[Task to carry out]:
Copy every item below word for word, leaving out the pictures.

[Input for this task]:
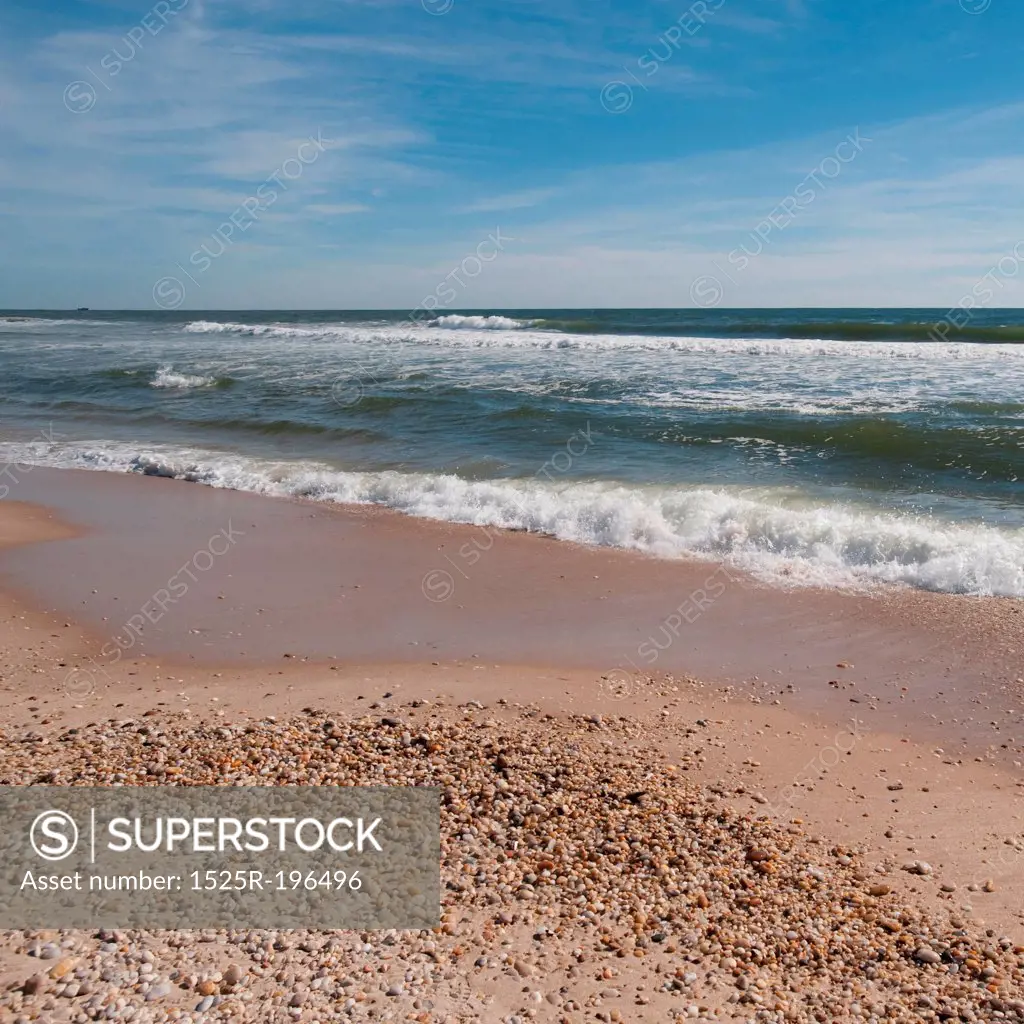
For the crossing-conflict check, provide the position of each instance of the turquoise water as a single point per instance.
(845, 448)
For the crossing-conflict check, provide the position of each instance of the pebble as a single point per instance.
(562, 860)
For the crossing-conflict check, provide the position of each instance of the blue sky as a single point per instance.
(629, 152)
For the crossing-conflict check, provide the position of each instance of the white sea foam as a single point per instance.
(481, 323)
(458, 332)
(777, 535)
(166, 377)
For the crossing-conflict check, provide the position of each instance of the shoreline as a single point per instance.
(194, 574)
(843, 807)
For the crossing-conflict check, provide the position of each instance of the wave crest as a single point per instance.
(764, 531)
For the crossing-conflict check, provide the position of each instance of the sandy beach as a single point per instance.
(823, 788)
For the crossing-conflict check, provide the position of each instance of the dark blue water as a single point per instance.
(838, 446)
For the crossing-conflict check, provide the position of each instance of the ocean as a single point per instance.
(838, 448)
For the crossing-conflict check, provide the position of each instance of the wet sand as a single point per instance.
(848, 784)
(181, 571)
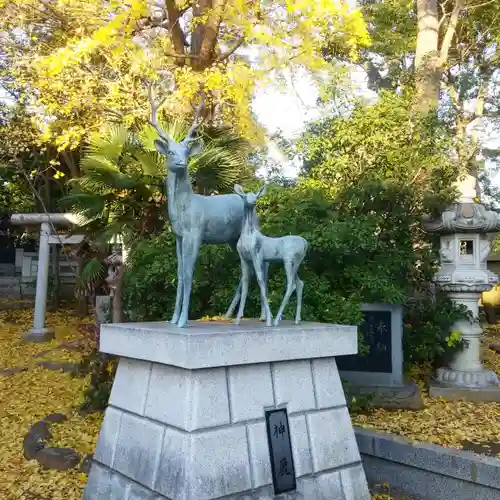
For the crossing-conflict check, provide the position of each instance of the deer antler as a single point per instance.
(195, 125)
(154, 109)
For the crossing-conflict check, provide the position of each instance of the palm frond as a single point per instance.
(152, 163)
(91, 272)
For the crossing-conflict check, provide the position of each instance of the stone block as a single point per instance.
(293, 385)
(260, 462)
(487, 471)
(300, 445)
(98, 484)
(137, 492)
(185, 398)
(329, 487)
(172, 480)
(423, 484)
(333, 443)
(250, 391)
(108, 437)
(131, 384)
(486, 394)
(208, 344)
(354, 483)
(169, 396)
(326, 486)
(119, 487)
(210, 404)
(437, 459)
(328, 387)
(220, 463)
(365, 440)
(138, 449)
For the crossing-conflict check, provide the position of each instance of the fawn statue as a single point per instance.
(257, 250)
(195, 219)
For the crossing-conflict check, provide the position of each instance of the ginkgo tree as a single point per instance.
(80, 63)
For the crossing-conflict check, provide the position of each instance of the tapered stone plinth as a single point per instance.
(187, 413)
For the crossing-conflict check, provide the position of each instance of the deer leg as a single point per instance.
(190, 249)
(258, 265)
(245, 277)
(299, 285)
(237, 295)
(290, 282)
(178, 298)
(262, 305)
(234, 303)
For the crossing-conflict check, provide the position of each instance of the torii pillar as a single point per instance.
(39, 332)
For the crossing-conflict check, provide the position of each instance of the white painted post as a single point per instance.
(39, 333)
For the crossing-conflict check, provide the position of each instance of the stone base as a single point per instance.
(198, 432)
(482, 379)
(406, 396)
(451, 393)
(39, 335)
(105, 483)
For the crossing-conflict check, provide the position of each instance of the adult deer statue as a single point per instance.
(195, 219)
(257, 250)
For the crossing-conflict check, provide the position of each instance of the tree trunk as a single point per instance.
(117, 311)
(428, 70)
(82, 304)
(56, 278)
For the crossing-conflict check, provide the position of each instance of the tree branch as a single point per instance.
(176, 34)
(231, 51)
(450, 30)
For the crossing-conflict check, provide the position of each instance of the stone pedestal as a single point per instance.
(466, 231)
(186, 419)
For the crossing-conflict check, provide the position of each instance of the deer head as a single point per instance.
(250, 199)
(177, 153)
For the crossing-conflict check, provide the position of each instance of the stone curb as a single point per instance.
(384, 455)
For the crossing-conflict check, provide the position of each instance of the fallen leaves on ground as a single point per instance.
(30, 396)
(446, 423)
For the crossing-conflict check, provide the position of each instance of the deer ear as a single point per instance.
(261, 191)
(162, 147)
(195, 148)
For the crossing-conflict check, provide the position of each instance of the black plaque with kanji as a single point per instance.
(377, 334)
(280, 451)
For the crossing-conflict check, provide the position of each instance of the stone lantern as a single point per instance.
(466, 231)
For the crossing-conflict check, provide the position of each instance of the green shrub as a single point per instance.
(428, 335)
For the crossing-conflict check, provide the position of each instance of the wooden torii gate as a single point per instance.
(47, 222)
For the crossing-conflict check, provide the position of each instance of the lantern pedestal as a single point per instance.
(466, 232)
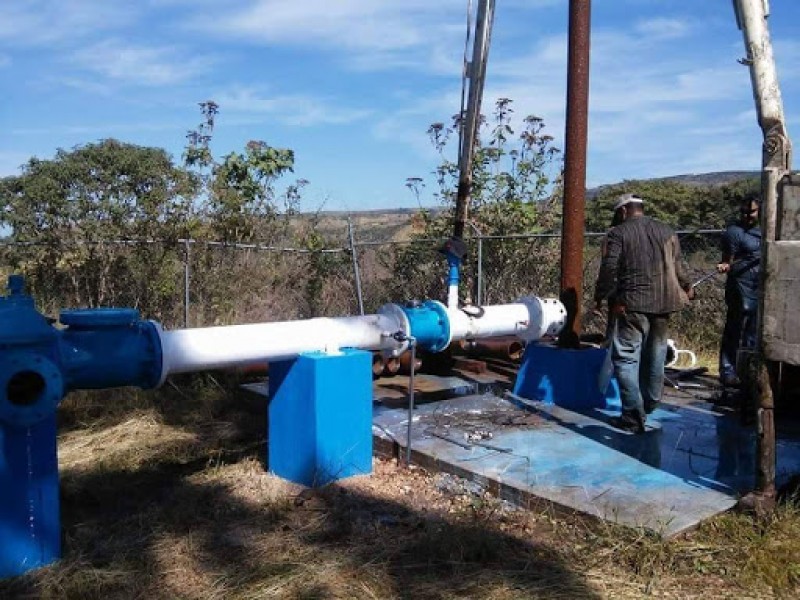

[Correct result]:
For the crossing-conflict check, provide the position of each instance of the turquoise water as a single point per instance.
(845, 448)
For the crossing-conflict check, provide the position of each instance of the pebble as a single point per instance.
(562, 860)
For the crossing-conflict check, provide the position of each instance of the blue sky as a single point per instance.
(629, 152)
For the crossing-conflict check, provide the position of each instance of the white sea foam as a single point per instance.
(481, 323)
(458, 332)
(777, 535)
(166, 377)
For the crossing-conflict check, provide the position of each instance of the shoreline as a single point per instance.
(194, 574)
(843, 807)
For the crossing-conflict check, provide the position of each instance of the wave crest as a single point per instance.
(764, 531)
For the crossing-conflict check, provide the position of each instance of the sandy beach as a single point per instance.
(823, 788)
For the crossing-conflict check, provide the position of each instance of the dark blue water as a single point per instance.
(838, 446)
For the crossing-conflict check, provide the position of each instance of the ocean as a single point per instance.
(838, 448)
For the crossing-conflict check, provide the position of each instance of the wet sand as a single point per instance.
(848, 784)
(181, 571)
For the crossing-conflict check, provide the position of each instance of the deer antler as a single point per instance.
(195, 125)
(154, 109)
For the crossing-conflict check, provide the position of each instance of the palm frond as a single point per instance.
(152, 163)
(91, 272)
For the crossing-conflict check, provide the position of each instance of the stone block as a single point per instance.
(293, 385)
(260, 462)
(487, 471)
(300, 445)
(98, 484)
(137, 492)
(185, 398)
(329, 487)
(172, 480)
(423, 484)
(333, 443)
(250, 391)
(108, 437)
(131, 384)
(486, 394)
(208, 344)
(354, 483)
(169, 396)
(326, 486)
(119, 487)
(210, 404)
(437, 459)
(328, 387)
(220, 463)
(365, 440)
(138, 449)
For the crossing-conflict check, provide the position of each instance of the fawn statue as a single point per instance.
(257, 250)
(195, 219)
For the crossing-conflict check, provide the position of each instance of the ginkgo tree as a single point per instance.
(80, 63)
For the crossing-conflict check, provide the position of each instance of the tapered stone plinth as a single point per instance.
(187, 413)
For the crossing-conflict check, provide the position of each instance of the deer leg as a single point per instance.
(190, 249)
(258, 265)
(245, 277)
(299, 285)
(237, 295)
(290, 282)
(178, 298)
(262, 305)
(234, 303)
For the crossing-conflict check, provide the position of each instance of the torii pillar as a single point per instance.
(39, 332)
For the crossing-conflict check, provide the position of each instance of the white painted post as a single point per instance.
(39, 333)
For the crossing-conflict check, provide the position of each instance of the stone base as a single point per instance.
(198, 432)
(482, 379)
(406, 396)
(451, 393)
(39, 335)
(105, 483)
For the crossing-conflict check, provide the position of each instance of the adult deer statue as a single point per instance.
(195, 219)
(257, 250)
For the crossing-conflict check, provide the position of each instance of the tree trunk as a single point per instance.
(117, 311)
(428, 70)
(82, 304)
(56, 278)
For the crossing-conflict check, provide the position of each instance of the tree branch as a single point per instance.
(176, 34)
(231, 51)
(450, 30)
For the crossing-conflict check, provide the position of each instance of the stone pedestal as a single point per instance.
(466, 231)
(186, 419)
For the crossing-conflict check, provide the position of each instance of the deer head as a single point per instance.
(250, 199)
(177, 153)
For the crossing-conflict check, provide the position of each instance of the stone curb as a single point per instance.
(384, 455)
For the crossing-conflict check, provide the position of each instance of the fallen leaves on ground as a single point per instance.
(30, 396)
(446, 423)
For the crossing-conflict check, provide the position of each instance of the deer ear as a single point per instance.
(261, 191)
(162, 147)
(195, 148)
For the crossing-conflict check, provide the position of each instance of the black plaque with kanji as a single point per instance.
(377, 334)
(280, 451)
For the crossing-conflict check, provide the position of each instance of the stone lantern as a single point per instance.
(466, 231)
For the crossing-conflict check, provide the position of each instance of the green shrub as a single point per instance.
(428, 335)
For the crossing-conflict check, provide the position of each instance of the wooden torii gate as a single point per instance.
(47, 222)
For the crossing-conflict check, provide the position of each instance of the lantern pedestal as a single point per instance.
(466, 232)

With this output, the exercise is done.